- _DATA ROWS_:
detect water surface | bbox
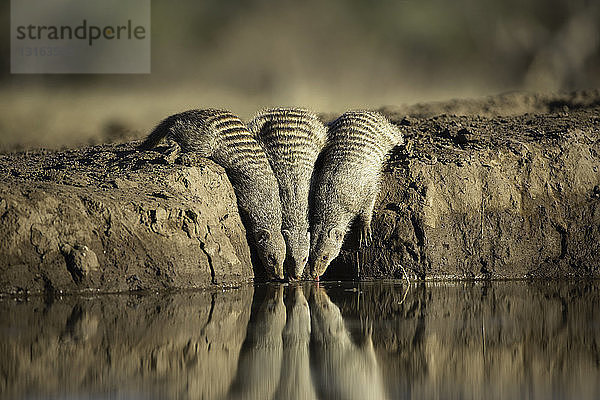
...
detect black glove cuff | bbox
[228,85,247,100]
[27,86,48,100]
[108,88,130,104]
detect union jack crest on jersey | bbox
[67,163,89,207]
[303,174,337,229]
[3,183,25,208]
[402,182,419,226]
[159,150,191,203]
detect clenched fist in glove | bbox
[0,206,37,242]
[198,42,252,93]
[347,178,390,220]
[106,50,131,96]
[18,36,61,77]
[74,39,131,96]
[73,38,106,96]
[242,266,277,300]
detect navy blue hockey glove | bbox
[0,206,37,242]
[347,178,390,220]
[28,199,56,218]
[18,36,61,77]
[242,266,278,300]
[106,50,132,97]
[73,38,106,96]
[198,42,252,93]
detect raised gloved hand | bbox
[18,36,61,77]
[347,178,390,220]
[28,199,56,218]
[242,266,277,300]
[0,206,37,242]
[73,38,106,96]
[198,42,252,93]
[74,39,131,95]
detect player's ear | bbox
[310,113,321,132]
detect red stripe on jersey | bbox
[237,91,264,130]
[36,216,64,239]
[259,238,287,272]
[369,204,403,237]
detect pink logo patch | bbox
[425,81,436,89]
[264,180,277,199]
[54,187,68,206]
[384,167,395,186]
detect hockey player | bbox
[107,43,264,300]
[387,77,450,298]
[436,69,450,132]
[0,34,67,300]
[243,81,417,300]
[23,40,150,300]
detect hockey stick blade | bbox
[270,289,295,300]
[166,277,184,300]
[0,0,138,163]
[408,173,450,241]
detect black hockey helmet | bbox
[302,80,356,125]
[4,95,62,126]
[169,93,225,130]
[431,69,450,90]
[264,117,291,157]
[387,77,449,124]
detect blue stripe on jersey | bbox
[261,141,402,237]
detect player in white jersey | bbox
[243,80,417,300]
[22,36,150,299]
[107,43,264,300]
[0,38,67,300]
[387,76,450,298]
==
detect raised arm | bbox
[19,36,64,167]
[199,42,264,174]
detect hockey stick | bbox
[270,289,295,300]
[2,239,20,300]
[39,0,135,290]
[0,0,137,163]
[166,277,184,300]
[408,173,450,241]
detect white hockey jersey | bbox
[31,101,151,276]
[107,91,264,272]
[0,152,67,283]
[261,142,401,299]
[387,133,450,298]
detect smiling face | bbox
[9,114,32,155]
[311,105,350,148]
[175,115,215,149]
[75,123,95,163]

- _EXERCISE_: Change "helmet" to "headgear" in the part that opens with the line containing "detect pink logo patch | bbox" and closes with the line containing "[387,77,449,124]", and give back only those lines with nothing else altered.

- _EXERCISE SOLUTION_:
detect pink logo patch | bbox
[425,81,436,89]
[264,180,277,199]
[54,187,68,206]
[384,167,395,186]
detect hockey player | bbox
[107,43,264,300]
[387,77,450,298]
[436,69,450,132]
[0,34,67,300]
[243,81,417,300]
[23,40,150,300]
detect hockey stick blade | bbox
[270,289,295,300]
[166,277,184,300]
[0,0,138,163]
[408,173,450,241]
detect black hockey headgear | bbox
[302,80,356,125]
[4,95,62,126]
[169,93,225,130]
[431,69,450,90]
[264,117,291,157]
[387,77,449,124]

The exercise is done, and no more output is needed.